→ Task
Go through the items below and copy out each line that contains the word "gray". Case counts.

Coordinate annotation records:
__________

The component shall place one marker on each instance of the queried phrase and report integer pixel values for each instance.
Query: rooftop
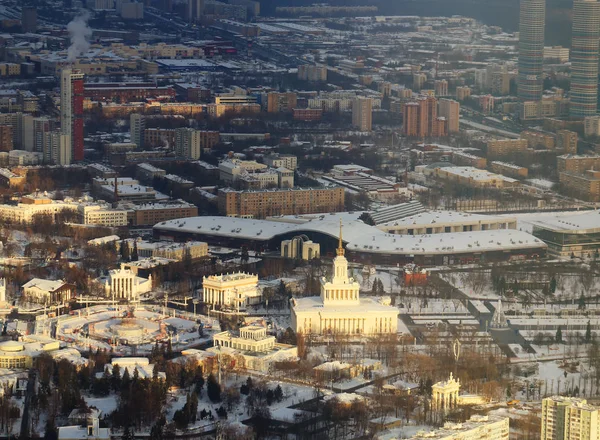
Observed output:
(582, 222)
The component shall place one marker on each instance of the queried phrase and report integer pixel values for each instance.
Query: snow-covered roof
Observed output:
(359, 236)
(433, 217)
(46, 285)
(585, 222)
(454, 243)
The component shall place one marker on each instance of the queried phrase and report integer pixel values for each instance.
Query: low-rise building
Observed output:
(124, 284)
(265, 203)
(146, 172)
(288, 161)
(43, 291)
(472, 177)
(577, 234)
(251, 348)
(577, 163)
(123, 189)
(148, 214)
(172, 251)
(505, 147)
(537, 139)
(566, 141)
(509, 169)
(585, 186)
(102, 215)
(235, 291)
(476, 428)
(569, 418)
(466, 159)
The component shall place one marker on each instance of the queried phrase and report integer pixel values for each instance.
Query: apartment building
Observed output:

__________

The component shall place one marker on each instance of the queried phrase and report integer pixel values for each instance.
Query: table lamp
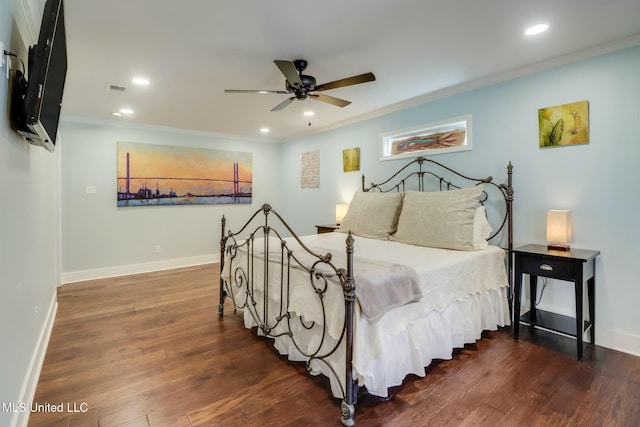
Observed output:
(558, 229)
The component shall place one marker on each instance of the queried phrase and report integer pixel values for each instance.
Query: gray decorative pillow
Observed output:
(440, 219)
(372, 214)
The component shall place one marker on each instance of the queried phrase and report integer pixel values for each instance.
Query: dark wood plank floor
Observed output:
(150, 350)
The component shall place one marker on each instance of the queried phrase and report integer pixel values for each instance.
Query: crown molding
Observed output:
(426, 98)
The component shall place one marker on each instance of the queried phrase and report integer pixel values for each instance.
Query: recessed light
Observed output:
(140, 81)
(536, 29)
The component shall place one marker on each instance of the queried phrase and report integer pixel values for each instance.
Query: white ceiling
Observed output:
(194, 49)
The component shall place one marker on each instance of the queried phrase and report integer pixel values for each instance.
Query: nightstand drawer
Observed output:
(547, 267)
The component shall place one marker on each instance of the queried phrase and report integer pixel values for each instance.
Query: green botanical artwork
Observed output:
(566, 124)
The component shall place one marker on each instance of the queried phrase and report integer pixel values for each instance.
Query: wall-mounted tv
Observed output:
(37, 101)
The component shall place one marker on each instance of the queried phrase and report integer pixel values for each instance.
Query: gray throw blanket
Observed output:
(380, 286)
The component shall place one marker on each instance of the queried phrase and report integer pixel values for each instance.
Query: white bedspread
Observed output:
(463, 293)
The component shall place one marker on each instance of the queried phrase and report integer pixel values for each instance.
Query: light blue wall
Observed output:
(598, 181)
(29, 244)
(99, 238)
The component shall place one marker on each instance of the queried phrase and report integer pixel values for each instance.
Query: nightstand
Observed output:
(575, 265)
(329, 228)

__________

→ Solution for this exercise
Query: gray decorative pillow
Query: gray throw blanket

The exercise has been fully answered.